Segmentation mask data
□ □ □ □ □ □ □
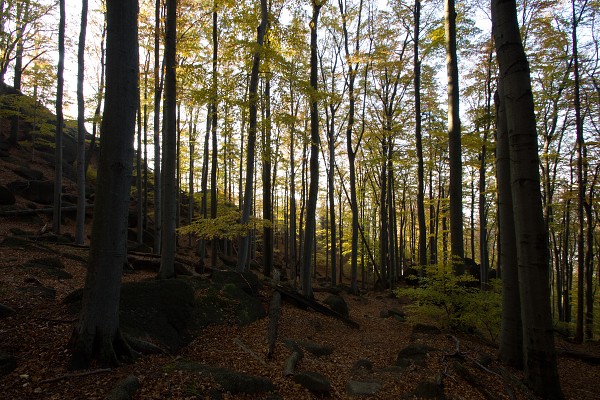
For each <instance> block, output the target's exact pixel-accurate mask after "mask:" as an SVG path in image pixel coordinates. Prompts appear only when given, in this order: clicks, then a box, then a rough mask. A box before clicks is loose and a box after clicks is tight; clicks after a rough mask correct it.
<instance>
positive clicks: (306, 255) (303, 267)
mask: <svg viewBox="0 0 600 400" xmlns="http://www.w3.org/2000/svg"><path fill="white" fill-rule="evenodd" d="M322 6H323V3H317V0H313V2H312V9H313V10H312V11H313V13H312V18H311V21H310V87H311V93H312V94H311V100H310V184H309V192H308V202H307V207H306V225H305V229H304V235H305V236H304V249H303V253H302V294H304V296H305V297H307V298H312V297H313V293H312V280H311V278H310V272H311V258H312V257H311V256H312V254H313V253H312V252H313V251H314V247H315V246H314V237H315V233H316V227H317V226H316V225H317V224H316V213H317V197H318V194H319V193H318V192H319V144H320V142H321V137H320V135H319V111H318V101H317V98H316V97H315V96H316V93H317V85H318V71H317V69H318V64H317V25H318V22H319V12H320V11H321V7H322Z"/></svg>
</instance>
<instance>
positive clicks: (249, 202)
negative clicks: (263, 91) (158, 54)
mask: <svg viewBox="0 0 600 400" xmlns="http://www.w3.org/2000/svg"><path fill="white" fill-rule="evenodd" d="M260 10H261V20H260V25H259V26H258V32H257V37H256V45H257V46H256V49H255V51H254V56H253V58H252V71H251V73H250V86H249V88H248V100H249V103H250V106H249V117H248V144H247V146H246V148H247V150H246V184H245V188H244V207H243V209H242V219H241V223H242V224H248V222H249V221H250V214H251V213H252V194H253V187H254V159H255V156H256V155H255V148H256V125H257V120H258V109H257V108H258V72H259V67H260V57H261V52H262V46H263V43H264V40H265V34H266V31H267V27H268V23H269V21H268V18H269V8H268V4H267V0H261V1H260ZM249 247H250V232H249V231H248V232H247V234H246V236H244V237H242V238H241V240H240V250H239V253H238V264H237V270H238V271H244V270H245V269H246V264H247V261H248V253H249Z"/></svg>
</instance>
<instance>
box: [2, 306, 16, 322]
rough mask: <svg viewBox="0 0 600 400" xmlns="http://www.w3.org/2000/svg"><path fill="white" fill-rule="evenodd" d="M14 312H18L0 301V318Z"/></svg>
mask: <svg viewBox="0 0 600 400" xmlns="http://www.w3.org/2000/svg"><path fill="white" fill-rule="evenodd" d="M14 313H16V311H15V310H14V309H13V308H11V307H9V306H7V305H4V304H2V303H0V318H6V317H8V316H10V315H13V314H14Z"/></svg>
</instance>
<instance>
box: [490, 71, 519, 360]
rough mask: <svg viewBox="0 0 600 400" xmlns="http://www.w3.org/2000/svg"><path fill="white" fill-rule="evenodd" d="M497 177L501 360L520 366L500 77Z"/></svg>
mask: <svg viewBox="0 0 600 400" xmlns="http://www.w3.org/2000/svg"><path fill="white" fill-rule="evenodd" d="M495 100H496V179H497V180H498V214H499V221H498V224H499V227H498V231H499V235H500V256H499V257H500V264H501V265H502V320H501V321H502V323H501V329H500V352H499V355H500V360H502V362H504V363H506V364H508V365H510V366H512V367H515V368H517V369H521V368H523V324H522V322H521V313H520V312H519V310H521V296H520V294H519V265H518V261H517V241H516V236H515V220H514V215H513V203H512V189H511V182H512V180H511V176H510V154H509V147H508V126H507V121H506V107H505V104H504V92H503V83H502V80H499V82H498V92H497V96H496V99H495Z"/></svg>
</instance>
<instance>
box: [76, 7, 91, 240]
mask: <svg viewBox="0 0 600 400" xmlns="http://www.w3.org/2000/svg"><path fill="white" fill-rule="evenodd" d="M87 13H88V0H82V2H81V28H80V30H79V43H78V45H77V217H76V223H75V225H76V228H75V243H76V244H83V242H84V241H85V237H84V236H85V233H84V227H85V100H84V97H83V81H84V73H85V35H86V30H87Z"/></svg>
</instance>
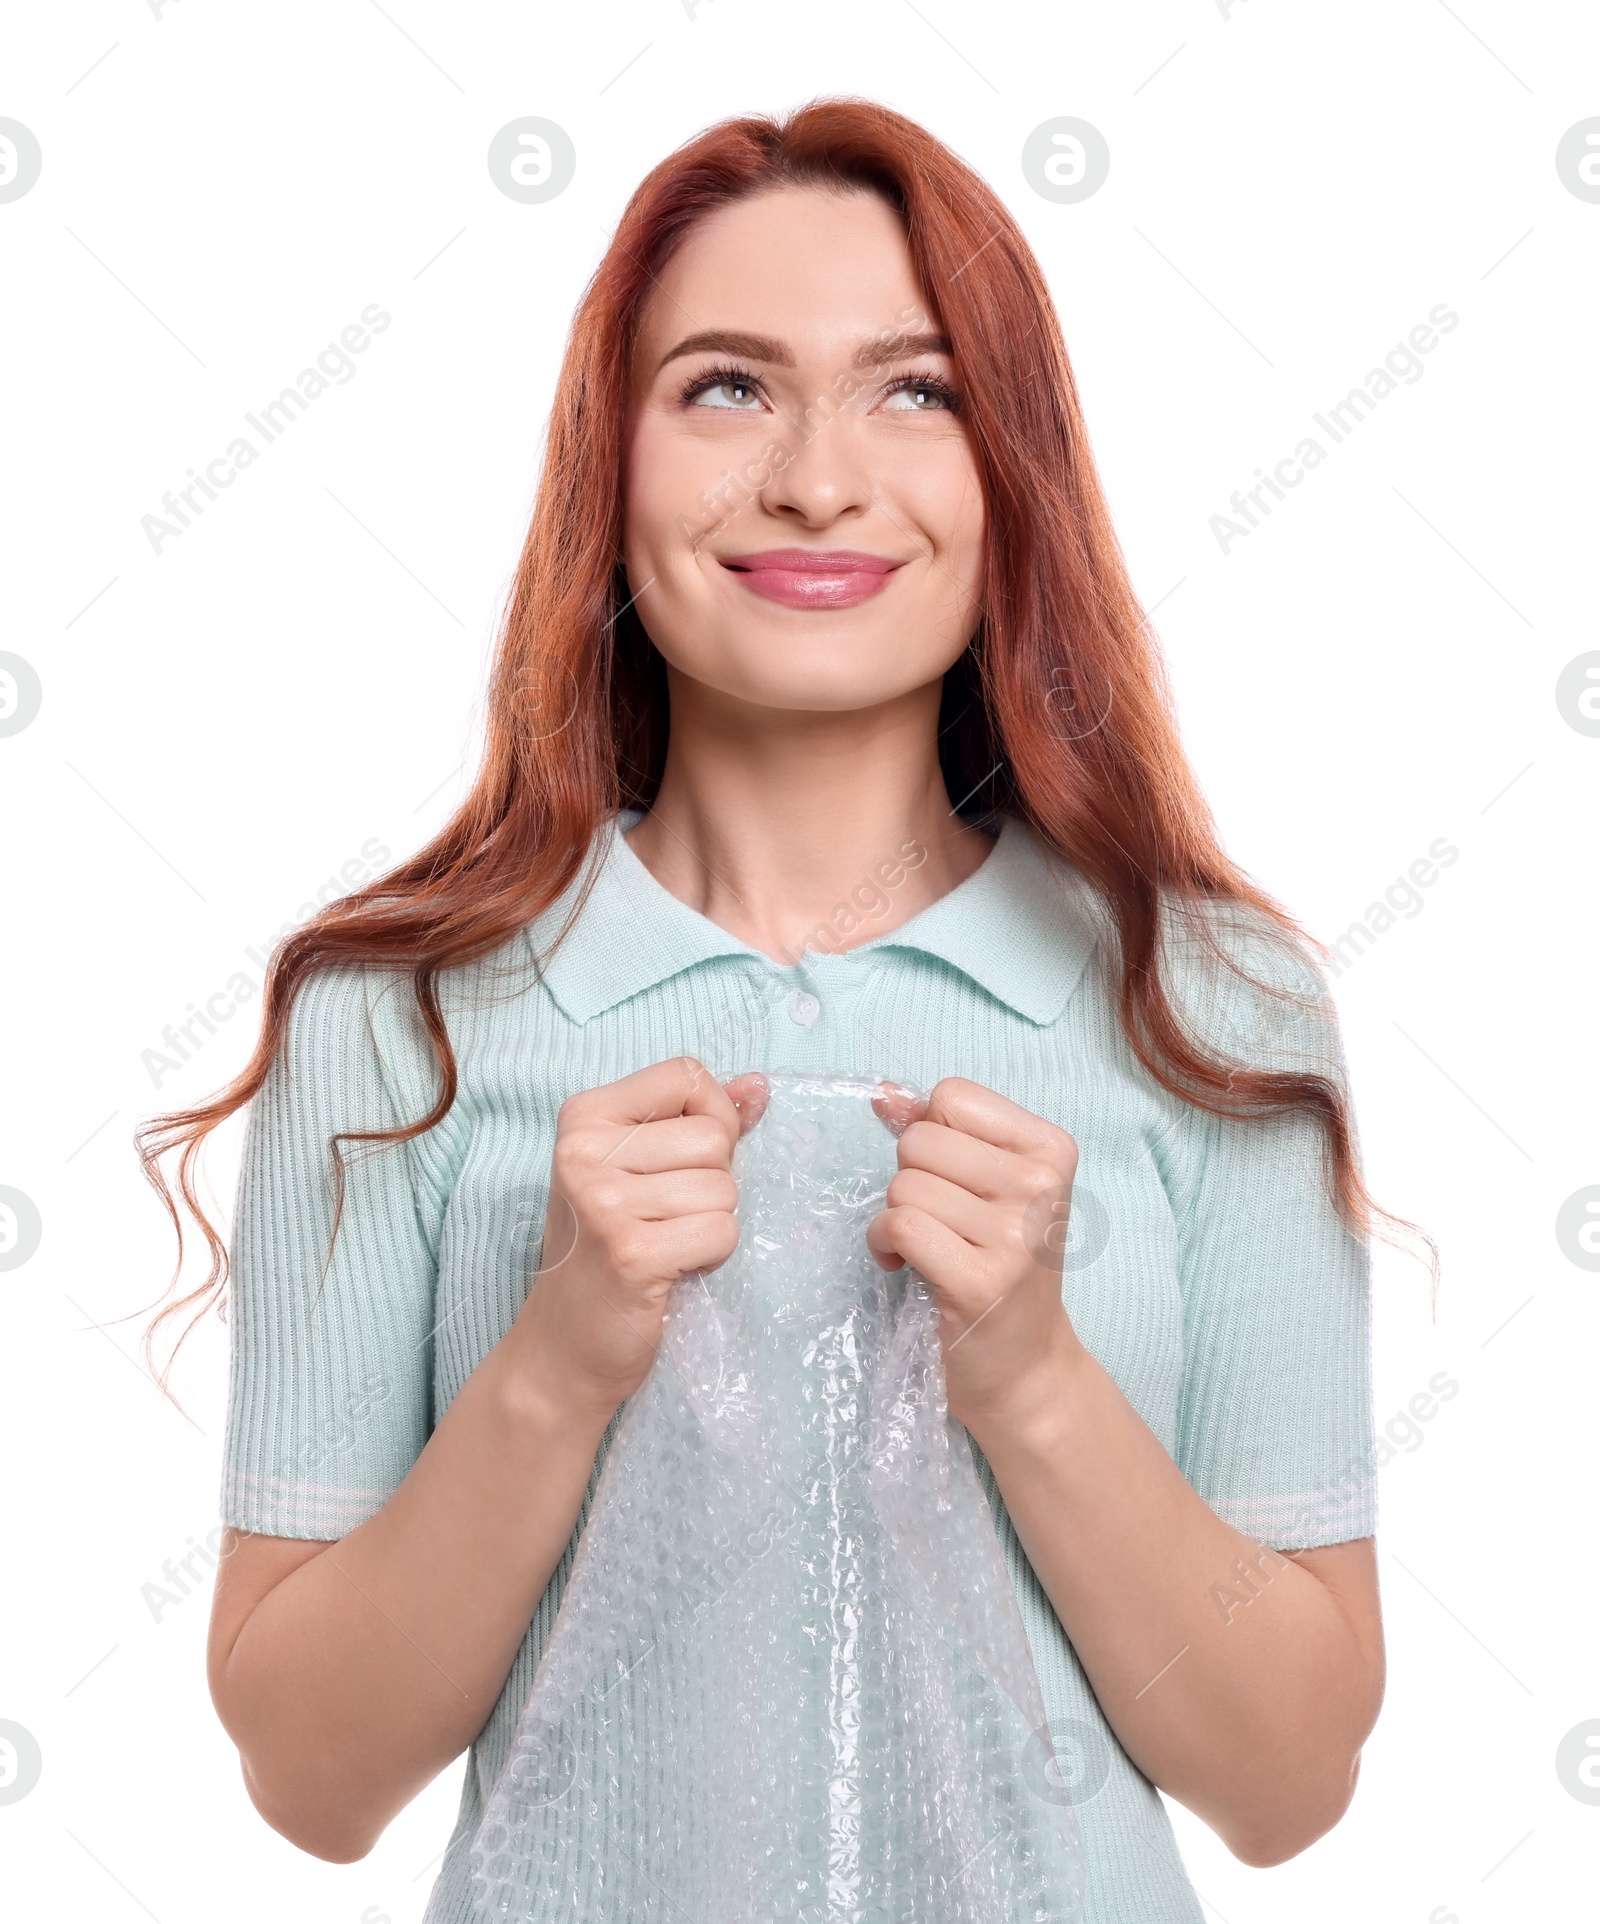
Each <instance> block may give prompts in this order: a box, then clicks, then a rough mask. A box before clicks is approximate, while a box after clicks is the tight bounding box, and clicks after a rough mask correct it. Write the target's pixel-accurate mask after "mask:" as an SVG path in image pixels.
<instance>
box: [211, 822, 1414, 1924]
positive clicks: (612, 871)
□ □ □ □ □ □ □
Copy out every entry above exactly. Leave the pictures out.

## EXPECTED ANSWER:
For each <instance> block, output the target's exact pixel-accurate mask after "mask:" as an SVG path in image pixel coordinates. Prompts appear only when given, in this order: clicks, then a box, then a rough mask. A box before clicks is loose and a box after clicks is tight; clicks after a rough mask correct it.
<instance>
positive clicks: (306, 255) (303, 267)
mask: <svg viewBox="0 0 600 400" xmlns="http://www.w3.org/2000/svg"><path fill="white" fill-rule="evenodd" d="M322 6H323V3H317V0H313V2H312V9H313V10H312V11H313V13H312V18H311V21H310V87H311V93H312V94H311V100H310V184H309V192H308V202H307V207H306V225H305V229H304V235H305V236H304V249H303V253H302V294H304V296H305V297H307V298H312V297H313V293H312V280H311V278H310V272H311V258H312V257H311V256H312V254H313V253H312V252H313V251H314V247H315V246H314V237H315V233H316V227H317V226H316V225H317V224H316V213H317V197H318V194H319V193H318V192H319V144H320V142H321V137H320V135H319V111H318V101H317V98H316V97H315V96H316V93H317V85H318V71H317V69H318V64H317V25H318V22H319V12H320V11H321V7H322Z"/></svg>
</instance>
<instance>
positive clicks: (249, 202)
negative clicks: (263, 91) (158, 54)
mask: <svg viewBox="0 0 600 400" xmlns="http://www.w3.org/2000/svg"><path fill="white" fill-rule="evenodd" d="M260 10H261V20H260V25H259V26H258V32H257V37H256V45H257V46H256V49H255V51H254V56H253V58H252V71H251V73H250V86H249V88H248V100H249V103H250V106H249V117H248V144H247V146H246V148H247V150H246V184H245V188H244V207H243V209H242V219H241V223H242V224H248V222H249V221H250V214H251V213H252V194H253V187H254V159H255V156H256V155H255V148H256V125H257V120H258V109H257V108H258V72H259V67H260V57H261V52H262V46H263V43H264V40H265V34H266V31H267V27H268V23H269V21H268V18H269V8H268V4H267V0H261V1H260ZM249 247H250V232H249V231H248V232H247V234H246V236H244V237H242V238H241V240H240V250H239V253H238V264H237V270H238V271H244V270H245V269H246V264H247V261H248V253H249Z"/></svg>
</instance>
<instance>
box: [2, 306, 16, 322]
rough mask: <svg viewBox="0 0 600 400" xmlns="http://www.w3.org/2000/svg"><path fill="white" fill-rule="evenodd" d="M14 312H18L0 301V318Z"/></svg>
mask: <svg viewBox="0 0 600 400" xmlns="http://www.w3.org/2000/svg"><path fill="white" fill-rule="evenodd" d="M14 313H16V311H15V310H14V309H13V308H11V307H9V306H7V305H4V304H2V303H0V318H6V317H8V316H10V315H13V314H14Z"/></svg>
</instance>
<instance>
box: [490, 71, 519, 360]
rough mask: <svg viewBox="0 0 600 400" xmlns="http://www.w3.org/2000/svg"><path fill="white" fill-rule="evenodd" d="M497 177L501 360L520 366L500 77Z"/></svg>
mask: <svg viewBox="0 0 600 400" xmlns="http://www.w3.org/2000/svg"><path fill="white" fill-rule="evenodd" d="M495 100H496V179H497V180H498V214H499V221H498V224H499V227H498V231H499V235H500V256H499V257H500V264H501V265H502V320H501V321H502V323H501V329H500V352H499V355H500V360H502V362H504V363H506V364H508V365H510V366H512V367H515V368H517V369H521V368H523V324H522V322H521V313H520V312H519V310H521V296H520V294H519V265H518V261H517V241H516V236H515V220H514V215H513V203H512V189H511V182H512V180H511V176H510V154H509V147H508V126H507V121H506V107H505V104H504V92H503V83H502V80H499V82H498V92H497V96H496V99H495Z"/></svg>
</instance>
<instance>
box: [76, 7, 91, 240]
mask: <svg viewBox="0 0 600 400" xmlns="http://www.w3.org/2000/svg"><path fill="white" fill-rule="evenodd" d="M87 13H88V0H82V2H81V28H80V30H79V43H78V45H77V217H76V223H75V225H76V228H75V243H76V244H83V242H84V241H85V237H84V236H85V233H84V227H85V100H84V97H83V81H84V73H85V35H86V30H87Z"/></svg>
</instance>
Each <instance> block may give prompts in this order: a box, then clicks, then a rough mask. A box before clicks is approximate, while a box after clicks is the tight bounding box, and clicks after a rough mask correct it. Write the target's pixel-accurate mask after "mask:" as an SVG path in image pixels.
<instance>
box: [211, 822, 1414, 1924]
positive clicks: (612, 871)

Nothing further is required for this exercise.